#### To do:
The expected result is every entry, retyped character for character.

________________________

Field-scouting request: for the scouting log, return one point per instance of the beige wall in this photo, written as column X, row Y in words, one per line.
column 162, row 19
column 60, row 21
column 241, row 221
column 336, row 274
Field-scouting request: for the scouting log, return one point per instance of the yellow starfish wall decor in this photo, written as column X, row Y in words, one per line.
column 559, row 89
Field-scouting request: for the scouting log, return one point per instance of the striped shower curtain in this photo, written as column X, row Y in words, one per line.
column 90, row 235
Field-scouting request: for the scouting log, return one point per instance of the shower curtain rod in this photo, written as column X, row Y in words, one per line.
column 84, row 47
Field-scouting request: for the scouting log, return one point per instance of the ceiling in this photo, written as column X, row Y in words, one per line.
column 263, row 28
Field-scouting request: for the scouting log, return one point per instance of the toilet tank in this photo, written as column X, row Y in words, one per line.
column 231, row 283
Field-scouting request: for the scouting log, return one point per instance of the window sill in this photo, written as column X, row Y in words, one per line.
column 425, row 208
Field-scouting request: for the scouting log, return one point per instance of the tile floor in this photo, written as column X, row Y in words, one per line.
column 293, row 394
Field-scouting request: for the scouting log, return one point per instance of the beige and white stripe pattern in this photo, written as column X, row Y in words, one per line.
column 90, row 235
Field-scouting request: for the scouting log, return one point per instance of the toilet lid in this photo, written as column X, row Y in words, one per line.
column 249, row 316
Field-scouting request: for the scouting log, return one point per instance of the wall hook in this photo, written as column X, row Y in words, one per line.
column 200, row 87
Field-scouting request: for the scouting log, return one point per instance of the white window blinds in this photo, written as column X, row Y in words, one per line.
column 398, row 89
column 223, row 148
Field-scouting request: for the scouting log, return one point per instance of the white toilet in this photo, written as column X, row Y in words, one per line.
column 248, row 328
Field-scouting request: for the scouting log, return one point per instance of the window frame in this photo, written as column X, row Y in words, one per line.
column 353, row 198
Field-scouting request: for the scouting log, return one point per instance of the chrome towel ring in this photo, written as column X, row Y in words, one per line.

________________________

#### Worked solution:
Field-scouting request: for the scouting log, return one point per instance of the beige wall in this photo, written as column X, row Y in words, one per line.
column 162, row 19
column 60, row 21
column 241, row 221
column 336, row 274
Field-scouting request: for the scouting log, return one point per instance of the yellow starfish wall decor in this photo, written as column X, row Y in words, one per line.
column 559, row 89
Field-scouting request: for the scouting log, return one point per instance of the striped shower curtain in this photo, written as column X, row Y in words, one per line.
column 90, row 235
Field-scouting request: for the scouting log, return one point per instance of the shower curtain rod in this photo, written as column X, row Y in words, one per line.
column 84, row 47
Field-scouting request: for the scouting log, return one point per instance of the ceiling in this photo, written as column X, row Y in words, one per line.
column 263, row 28
Field-scouting request: for the scouting log, return one point per instance of the toilet tank in this photo, written as column X, row Y in words, one per line.
column 231, row 283
Field-scouting request: for the scouting log, return one point per instance of the window sill in this photo, written as column X, row Y in words, one per line.
column 425, row 208
Field-scouting request: for the scouting log, return one point per instance of the tile floor in this photo, written as column X, row Y in words, one per line.
column 293, row 394
Field-scouting request: for the scouting log, return one point per instance of the beige and white stripe pattern in this photo, written as column X, row Y in words, one per line.
column 90, row 235
Field-scouting request: for the scouting log, return one point per instance of the toilet lid in this photo, written as column X, row Y in words, one per line.
column 249, row 316
Field-scouting request: for the scouting log, return one point per instance of the wall hook in this photo, written as column X, row Y in words, one per line.
column 200, row 87
Field-scouting request: for the scouting log, return one point per instance of the white window blinds in this photo, written as column X, row Y in words, one per line.
column 398, row 89
column 223, row 148
Field-scouting request: for the scouting log, return one point per instance of the white toilet in this photo, written as column X, row Y in words, one per line.
column 248, row 328
Field-scouting request: for the scouting log, return one point per instance of the window frame in this photo, written as column X, row Y in words, one per line.
column 353, row 198
Field-scouting request: for the scouting log, return one point per instance of the chrome towel ring in this photo, written as column X, row Y in words, one per line.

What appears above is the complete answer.